*** PASSAGE SHOWN

- Theatrical release poster
- Hangul: 엽기적인 그녀
- Hanja: 獵奇的인 그女
- RR: Yeopgijeogin geunyeo
- MR: Yŏpkijŏgin kŭnyŏ
- Directed by: Kwak Jae-yong
- Written by: Kim Ho-sik Kwak Jae-yong
- Produced by: Shin Chul
- Starring: Jun Ji-hyun Cha Tae-hyun
- Cinematography: Kim Sung-bok
- Edited by: Kim Sang-bum
- Music by: Kim Hyeong-seok
- Production companies: ShinCine Communications IM Pictures
- Distributed by: Cinema Service
- Release date: July 27, 2001;
- Running time: 123 minutes (theatrical cut), 137 minutes (director's cut)
- Country: South Korea
- Language: Korean
- Box office: $36.3 million

= My Sassy Girl =

2001 South Korean film directed by Kwak Jae-yong

My Sassy Girl is a 2001 South Korean romantic comedy film directed by Kwak Jae-yong, starring Jun Ji-hyun and Cha Tae-hyun. The film is based on a true story told in a series of blog posts written by Kim Ho-sik, who later adapted them into a novel.

The film was very successful in South Korea, where it was the highest-grossing comedy of all time, and one of the top five highest-grossing films ever at the time. When My Sassy Girl was released across East Asia, it became a blockbuster in the region, becoming a hit in Japan, Taiwan and Hong Kong. The film's success in Asia drew comparisons to Titanic. Its DVD release also drew a large international cult following, particularly in China, Southeast Asia, and parts of South Asia. My Sassy Girl sparked an international breakthrough for Korean cinema, and it played a key role in the spread of the Korean Wave.

The film has spawned an international media franchise, consisting of film remakes and television adaptations in different countries as well as a sequel. An American remake, starring Jesse Bradford and Elisha Cuthbert, and directed by Yann Samuell, was released in 2008. A Japanese drama adaptation with Tsuyoshi Kusanagi and actress Rena Tanaka as the leads started broadcasting in April 2008. A sequel, My New Sassy Girl, a collaborative work between Korea and China, was released in 2016. My Sassy Girl has received numerous remakes and adaptations, including Japanese and Korean television adaptations as well as a number of remakes from other countries (American, Indian, Chinese, Nepali, Lithuanian, Indonesian and Philippine versions).

== Background ==
The film was based on purportedly true stories written in first-person perspective and posted in an online forum by a South Korean student.

==Plot==

===Part 1===
The film tells the love story of a male engineering college student, Gyeon-woo, and "the Girl" (whose name is never mentioned in the movie). Gyeon-woo just cannot seem to catch a romantic break. Their personalities stand opposite to the "characteristics traditionally associated with masculinity and femininity...in Asian societies in general".

******

> **CHALLENGE A**: In the records below, present the lines between the one holding "Section B, Question 2: Mark the turquoise" and the one holding "[177, 80, 188, 90]", inclusive, as a numbered list with blank lines omitted.

*** INFORMATION SHOWN

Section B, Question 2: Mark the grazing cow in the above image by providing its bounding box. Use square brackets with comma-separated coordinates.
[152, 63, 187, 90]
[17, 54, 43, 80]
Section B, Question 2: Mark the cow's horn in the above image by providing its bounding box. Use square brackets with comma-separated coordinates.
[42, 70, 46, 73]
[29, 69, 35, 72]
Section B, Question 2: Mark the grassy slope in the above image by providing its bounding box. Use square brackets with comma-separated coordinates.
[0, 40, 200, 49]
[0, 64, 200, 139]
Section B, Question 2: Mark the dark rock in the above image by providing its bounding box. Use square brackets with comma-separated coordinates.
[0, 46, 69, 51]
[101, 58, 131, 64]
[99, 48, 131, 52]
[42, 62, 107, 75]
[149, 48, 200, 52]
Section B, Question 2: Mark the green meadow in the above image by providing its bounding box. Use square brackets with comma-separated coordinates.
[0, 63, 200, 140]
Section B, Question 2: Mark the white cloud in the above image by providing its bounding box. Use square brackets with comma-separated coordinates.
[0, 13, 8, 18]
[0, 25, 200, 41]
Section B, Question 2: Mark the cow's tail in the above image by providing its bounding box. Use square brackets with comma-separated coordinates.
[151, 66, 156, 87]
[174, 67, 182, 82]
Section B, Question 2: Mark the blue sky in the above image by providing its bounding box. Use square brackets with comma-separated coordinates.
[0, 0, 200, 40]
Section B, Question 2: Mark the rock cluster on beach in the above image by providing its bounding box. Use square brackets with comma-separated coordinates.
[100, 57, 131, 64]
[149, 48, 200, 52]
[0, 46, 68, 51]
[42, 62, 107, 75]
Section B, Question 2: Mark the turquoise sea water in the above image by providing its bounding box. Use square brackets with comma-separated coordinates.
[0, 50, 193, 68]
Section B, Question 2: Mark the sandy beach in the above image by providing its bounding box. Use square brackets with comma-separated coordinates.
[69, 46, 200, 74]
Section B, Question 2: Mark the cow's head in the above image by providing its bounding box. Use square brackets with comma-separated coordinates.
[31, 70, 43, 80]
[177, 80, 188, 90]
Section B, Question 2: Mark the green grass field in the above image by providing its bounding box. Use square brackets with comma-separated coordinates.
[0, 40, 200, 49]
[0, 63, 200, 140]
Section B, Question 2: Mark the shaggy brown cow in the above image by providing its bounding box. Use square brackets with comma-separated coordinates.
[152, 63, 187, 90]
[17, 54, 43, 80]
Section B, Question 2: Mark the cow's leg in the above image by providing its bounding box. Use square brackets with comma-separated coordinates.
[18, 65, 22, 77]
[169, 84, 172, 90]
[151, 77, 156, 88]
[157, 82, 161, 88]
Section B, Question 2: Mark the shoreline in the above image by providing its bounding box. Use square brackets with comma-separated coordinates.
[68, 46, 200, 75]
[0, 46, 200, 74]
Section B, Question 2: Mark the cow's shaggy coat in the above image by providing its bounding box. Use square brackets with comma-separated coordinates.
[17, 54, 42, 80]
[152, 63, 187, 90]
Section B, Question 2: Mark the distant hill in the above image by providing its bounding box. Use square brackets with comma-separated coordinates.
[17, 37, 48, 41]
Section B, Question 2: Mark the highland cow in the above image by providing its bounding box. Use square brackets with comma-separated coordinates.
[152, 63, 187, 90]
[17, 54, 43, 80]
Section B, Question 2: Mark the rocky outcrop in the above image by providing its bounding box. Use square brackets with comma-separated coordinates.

******

> **CHALLENGE B**: Write out the My Sassy Girl article between "- Country: South" and "into a novel.", inclusive.

> **RESULT A**:
1. Section B, Question 2: Mark the turquoise sea water in the above image by providing its bounding box. Use square brackets with comma-separated coordinates.
2. [0, 50, 193, 68]
3. Section B, Question 2: Mark the sandy beach in the above image by providing its bounding box. Use square brackets with comma-separated coordinates.
4. [69, 46, 200, 74]
5. Section B, Question 2: Mark the cow's head in the above image by providing its bounding box. Use square brackets with comma-separated coordinates.
6. [31, 70, 43, 80]
7. [177, 80, 188, 90]

> **RESULT B**:
- Country: South Korea
- Language: Korean
- Box office: $36.3 million

= My Sassy Girl =

2001 South Korean film directed by Kwak Jae-yong

My Sassy Girl is a 2001 South Korean romantic comedy film directed by Kwak Jae-yong, starring Jun Ji-hyun and Cha Tae-hyun. The film is based on a true story told in a series of blog posts written by Kim Ho-sik, who later adapted them into a novel.